[Saved entries]
___
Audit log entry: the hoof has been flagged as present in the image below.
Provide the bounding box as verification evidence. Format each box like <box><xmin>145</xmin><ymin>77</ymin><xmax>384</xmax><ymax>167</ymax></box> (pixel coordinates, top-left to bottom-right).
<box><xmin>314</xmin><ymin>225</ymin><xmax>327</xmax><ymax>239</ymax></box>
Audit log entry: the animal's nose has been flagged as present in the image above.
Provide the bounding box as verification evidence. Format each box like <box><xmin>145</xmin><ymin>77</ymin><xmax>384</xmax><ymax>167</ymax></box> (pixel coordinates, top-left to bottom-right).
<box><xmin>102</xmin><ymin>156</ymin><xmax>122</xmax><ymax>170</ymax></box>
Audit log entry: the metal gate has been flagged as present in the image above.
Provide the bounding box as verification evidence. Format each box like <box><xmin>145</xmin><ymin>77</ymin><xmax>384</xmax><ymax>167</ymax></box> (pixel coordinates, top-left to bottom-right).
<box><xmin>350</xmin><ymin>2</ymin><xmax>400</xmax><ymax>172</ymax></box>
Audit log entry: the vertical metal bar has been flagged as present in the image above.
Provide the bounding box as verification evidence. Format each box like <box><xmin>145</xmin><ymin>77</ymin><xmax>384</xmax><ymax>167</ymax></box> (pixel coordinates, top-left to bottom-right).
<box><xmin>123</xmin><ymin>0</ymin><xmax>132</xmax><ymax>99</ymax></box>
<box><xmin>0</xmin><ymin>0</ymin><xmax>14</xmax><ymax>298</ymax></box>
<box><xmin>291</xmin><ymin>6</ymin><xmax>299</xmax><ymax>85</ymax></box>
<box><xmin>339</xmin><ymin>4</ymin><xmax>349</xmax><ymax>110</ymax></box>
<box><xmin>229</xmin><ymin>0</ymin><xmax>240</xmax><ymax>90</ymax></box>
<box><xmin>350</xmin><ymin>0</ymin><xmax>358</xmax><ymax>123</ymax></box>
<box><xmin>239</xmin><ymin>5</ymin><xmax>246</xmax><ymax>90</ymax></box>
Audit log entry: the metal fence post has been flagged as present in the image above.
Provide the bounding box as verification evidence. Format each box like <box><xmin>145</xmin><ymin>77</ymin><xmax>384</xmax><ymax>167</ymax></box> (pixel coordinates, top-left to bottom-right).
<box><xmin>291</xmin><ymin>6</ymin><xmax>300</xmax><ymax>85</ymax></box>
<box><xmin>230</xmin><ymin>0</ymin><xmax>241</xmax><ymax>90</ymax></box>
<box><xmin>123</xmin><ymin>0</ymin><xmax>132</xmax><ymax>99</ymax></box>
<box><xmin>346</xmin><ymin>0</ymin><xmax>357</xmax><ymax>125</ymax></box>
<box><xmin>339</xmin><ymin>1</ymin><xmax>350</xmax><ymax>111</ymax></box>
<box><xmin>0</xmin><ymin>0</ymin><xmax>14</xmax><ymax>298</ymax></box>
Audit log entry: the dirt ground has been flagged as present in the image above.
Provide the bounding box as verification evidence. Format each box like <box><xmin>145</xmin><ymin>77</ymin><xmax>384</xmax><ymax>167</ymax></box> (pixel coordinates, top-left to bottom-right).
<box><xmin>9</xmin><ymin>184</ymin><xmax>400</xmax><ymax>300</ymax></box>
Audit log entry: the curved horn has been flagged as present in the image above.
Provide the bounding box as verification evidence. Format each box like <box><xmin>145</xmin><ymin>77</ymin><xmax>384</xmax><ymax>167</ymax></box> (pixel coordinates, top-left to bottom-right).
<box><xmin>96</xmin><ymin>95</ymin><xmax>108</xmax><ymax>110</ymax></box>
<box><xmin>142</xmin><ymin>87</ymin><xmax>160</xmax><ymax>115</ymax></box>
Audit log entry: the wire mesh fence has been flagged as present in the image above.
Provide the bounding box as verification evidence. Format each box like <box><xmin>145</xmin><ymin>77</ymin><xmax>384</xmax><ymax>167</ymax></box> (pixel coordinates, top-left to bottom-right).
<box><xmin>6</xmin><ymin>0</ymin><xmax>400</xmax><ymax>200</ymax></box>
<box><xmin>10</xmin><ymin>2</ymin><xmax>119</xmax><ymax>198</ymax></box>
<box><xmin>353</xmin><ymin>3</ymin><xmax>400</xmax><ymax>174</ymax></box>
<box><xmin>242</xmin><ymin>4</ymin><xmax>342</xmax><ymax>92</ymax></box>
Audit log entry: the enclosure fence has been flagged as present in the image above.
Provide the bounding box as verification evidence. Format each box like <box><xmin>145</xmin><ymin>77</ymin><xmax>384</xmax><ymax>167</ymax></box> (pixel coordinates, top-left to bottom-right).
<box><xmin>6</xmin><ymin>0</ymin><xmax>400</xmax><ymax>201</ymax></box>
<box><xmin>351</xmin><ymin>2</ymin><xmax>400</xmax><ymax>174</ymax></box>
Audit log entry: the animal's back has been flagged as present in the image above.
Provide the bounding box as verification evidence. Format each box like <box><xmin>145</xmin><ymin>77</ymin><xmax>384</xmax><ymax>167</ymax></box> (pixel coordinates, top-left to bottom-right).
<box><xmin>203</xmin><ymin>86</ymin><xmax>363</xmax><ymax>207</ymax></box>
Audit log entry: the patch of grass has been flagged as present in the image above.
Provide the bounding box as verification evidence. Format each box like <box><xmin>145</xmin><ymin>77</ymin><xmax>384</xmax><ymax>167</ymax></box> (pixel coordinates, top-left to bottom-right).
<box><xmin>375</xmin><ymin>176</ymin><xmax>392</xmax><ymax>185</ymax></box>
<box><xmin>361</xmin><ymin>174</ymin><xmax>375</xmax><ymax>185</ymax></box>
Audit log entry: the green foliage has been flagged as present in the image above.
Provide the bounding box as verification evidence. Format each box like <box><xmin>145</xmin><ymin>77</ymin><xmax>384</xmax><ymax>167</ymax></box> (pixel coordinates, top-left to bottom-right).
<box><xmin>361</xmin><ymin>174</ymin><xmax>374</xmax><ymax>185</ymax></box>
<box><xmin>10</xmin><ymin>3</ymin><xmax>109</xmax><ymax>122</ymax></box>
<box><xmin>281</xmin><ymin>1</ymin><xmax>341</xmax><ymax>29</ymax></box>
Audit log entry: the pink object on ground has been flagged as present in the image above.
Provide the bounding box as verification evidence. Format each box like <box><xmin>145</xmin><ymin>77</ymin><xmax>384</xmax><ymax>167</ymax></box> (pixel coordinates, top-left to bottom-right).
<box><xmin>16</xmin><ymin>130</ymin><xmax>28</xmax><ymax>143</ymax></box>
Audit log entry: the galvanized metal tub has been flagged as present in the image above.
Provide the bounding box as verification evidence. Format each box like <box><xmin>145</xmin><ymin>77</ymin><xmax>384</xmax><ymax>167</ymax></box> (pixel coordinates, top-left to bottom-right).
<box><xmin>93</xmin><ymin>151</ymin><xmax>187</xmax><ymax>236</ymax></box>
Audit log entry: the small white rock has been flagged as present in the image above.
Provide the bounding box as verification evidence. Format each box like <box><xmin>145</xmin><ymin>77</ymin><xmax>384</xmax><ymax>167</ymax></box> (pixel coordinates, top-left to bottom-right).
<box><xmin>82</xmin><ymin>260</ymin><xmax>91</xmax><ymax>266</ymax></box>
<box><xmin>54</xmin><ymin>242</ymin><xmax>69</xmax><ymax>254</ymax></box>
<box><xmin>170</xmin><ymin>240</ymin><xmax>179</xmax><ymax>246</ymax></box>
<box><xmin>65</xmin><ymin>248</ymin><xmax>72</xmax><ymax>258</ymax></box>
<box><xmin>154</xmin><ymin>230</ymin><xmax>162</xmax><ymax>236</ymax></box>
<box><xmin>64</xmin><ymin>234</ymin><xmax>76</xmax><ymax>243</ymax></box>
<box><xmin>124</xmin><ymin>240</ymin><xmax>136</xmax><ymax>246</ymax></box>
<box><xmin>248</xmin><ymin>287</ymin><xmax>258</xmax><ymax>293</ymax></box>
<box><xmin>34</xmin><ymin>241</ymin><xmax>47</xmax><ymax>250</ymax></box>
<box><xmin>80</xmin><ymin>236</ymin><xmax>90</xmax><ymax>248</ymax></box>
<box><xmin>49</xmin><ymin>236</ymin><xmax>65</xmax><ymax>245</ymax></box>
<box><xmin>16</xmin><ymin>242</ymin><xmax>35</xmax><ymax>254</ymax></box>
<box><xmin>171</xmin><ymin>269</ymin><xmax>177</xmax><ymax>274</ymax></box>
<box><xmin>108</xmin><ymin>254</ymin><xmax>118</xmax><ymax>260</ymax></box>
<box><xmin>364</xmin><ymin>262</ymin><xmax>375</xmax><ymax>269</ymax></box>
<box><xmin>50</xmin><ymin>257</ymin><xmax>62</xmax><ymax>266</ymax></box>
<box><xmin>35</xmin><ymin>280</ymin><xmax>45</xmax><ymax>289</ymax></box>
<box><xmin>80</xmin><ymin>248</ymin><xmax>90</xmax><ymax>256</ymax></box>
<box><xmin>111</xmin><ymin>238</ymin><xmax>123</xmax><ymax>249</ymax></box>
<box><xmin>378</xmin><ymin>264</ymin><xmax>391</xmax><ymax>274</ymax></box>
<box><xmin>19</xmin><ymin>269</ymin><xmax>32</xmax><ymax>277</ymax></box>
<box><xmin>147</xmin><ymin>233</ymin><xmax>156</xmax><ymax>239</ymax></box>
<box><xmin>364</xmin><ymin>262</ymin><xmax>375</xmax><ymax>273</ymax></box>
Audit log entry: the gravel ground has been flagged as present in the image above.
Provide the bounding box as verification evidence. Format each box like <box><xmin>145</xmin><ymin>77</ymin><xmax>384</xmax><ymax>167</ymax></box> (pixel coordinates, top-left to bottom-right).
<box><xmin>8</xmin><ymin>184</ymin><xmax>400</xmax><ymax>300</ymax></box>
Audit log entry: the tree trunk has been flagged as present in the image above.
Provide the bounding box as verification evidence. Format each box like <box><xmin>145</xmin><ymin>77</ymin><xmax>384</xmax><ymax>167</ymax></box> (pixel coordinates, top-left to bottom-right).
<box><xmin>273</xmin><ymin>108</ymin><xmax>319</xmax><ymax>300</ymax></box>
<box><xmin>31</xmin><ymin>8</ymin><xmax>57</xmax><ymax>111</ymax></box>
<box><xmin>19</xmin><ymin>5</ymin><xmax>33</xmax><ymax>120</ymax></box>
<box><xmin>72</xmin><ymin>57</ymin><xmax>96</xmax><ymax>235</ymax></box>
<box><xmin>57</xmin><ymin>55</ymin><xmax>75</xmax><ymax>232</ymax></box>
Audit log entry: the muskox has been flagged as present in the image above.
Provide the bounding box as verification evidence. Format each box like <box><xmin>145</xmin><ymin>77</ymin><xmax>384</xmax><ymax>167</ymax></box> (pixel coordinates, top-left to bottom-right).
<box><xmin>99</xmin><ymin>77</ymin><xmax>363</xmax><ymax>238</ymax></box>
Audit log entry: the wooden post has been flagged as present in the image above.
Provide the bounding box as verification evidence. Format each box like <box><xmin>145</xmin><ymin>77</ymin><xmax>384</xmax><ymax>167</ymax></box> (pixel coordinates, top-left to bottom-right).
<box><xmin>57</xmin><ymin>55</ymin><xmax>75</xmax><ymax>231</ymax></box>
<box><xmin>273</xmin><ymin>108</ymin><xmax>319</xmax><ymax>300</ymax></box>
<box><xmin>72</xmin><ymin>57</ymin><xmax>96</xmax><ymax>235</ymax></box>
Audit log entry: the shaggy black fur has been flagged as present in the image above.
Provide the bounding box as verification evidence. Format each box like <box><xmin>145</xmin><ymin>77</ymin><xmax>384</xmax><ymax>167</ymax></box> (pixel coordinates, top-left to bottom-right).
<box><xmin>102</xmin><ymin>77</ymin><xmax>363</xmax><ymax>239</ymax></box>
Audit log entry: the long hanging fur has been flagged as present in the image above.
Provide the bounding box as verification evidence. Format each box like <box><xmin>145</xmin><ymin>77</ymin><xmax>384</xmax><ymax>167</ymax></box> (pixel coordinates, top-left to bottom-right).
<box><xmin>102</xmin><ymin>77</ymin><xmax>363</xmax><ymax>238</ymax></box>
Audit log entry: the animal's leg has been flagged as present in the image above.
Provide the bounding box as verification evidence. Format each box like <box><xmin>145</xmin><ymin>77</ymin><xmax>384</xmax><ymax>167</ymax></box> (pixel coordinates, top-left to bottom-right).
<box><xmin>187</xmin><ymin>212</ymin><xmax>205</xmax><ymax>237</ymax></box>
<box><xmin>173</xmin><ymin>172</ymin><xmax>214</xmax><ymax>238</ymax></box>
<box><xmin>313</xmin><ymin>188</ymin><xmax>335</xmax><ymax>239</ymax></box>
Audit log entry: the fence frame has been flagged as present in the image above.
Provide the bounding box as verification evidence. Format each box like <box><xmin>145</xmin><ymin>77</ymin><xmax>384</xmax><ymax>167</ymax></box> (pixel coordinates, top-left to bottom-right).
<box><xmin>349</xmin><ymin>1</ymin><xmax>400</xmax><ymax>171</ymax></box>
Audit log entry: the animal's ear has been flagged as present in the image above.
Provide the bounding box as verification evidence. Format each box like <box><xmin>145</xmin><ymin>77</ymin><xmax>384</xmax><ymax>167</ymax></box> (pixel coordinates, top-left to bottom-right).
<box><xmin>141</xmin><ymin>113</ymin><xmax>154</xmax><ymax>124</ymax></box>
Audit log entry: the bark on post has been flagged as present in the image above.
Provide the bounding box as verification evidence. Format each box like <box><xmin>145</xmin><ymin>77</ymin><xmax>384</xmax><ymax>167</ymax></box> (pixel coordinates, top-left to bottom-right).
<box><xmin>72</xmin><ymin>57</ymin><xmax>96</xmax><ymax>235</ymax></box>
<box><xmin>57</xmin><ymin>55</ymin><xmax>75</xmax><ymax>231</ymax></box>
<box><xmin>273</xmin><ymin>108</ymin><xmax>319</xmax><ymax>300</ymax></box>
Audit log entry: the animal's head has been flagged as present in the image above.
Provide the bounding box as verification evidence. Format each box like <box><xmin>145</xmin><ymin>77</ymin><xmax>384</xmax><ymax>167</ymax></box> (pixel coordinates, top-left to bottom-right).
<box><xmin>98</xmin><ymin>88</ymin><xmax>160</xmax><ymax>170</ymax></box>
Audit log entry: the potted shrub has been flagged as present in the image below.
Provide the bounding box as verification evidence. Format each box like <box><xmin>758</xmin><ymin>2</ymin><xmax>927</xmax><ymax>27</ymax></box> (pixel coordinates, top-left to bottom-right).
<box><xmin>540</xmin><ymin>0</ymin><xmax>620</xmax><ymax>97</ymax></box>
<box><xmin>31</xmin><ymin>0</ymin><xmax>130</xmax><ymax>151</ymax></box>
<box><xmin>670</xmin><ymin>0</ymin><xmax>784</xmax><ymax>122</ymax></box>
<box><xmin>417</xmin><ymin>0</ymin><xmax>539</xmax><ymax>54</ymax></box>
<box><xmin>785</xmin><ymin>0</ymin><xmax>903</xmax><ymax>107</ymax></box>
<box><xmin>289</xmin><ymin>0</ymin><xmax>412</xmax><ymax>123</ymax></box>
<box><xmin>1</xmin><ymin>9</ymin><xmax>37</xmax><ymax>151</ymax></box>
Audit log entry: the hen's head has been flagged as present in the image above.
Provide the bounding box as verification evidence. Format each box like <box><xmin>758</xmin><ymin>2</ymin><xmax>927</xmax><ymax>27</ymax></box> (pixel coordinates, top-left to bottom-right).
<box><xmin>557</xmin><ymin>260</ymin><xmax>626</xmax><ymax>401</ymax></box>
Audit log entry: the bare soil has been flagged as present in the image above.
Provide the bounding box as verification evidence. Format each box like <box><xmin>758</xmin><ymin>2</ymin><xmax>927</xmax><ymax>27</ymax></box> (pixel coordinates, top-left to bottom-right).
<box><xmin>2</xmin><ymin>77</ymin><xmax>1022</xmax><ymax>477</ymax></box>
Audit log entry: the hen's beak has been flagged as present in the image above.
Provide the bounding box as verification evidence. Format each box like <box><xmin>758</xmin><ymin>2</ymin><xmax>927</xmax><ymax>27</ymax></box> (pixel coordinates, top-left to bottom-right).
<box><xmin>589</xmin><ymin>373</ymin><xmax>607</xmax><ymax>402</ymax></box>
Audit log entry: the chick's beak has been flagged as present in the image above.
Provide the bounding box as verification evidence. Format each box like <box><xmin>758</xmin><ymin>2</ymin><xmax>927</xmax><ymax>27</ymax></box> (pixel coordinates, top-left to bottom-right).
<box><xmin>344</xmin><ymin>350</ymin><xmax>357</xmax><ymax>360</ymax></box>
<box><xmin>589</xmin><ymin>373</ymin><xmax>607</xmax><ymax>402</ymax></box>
___
In the data above, each line holding "beak" is to be found and copied.

Audit log entry: the hen's beak has been flagged as present in the image above.
Audit log entry: the chick's beak has been flagged as present in the image above.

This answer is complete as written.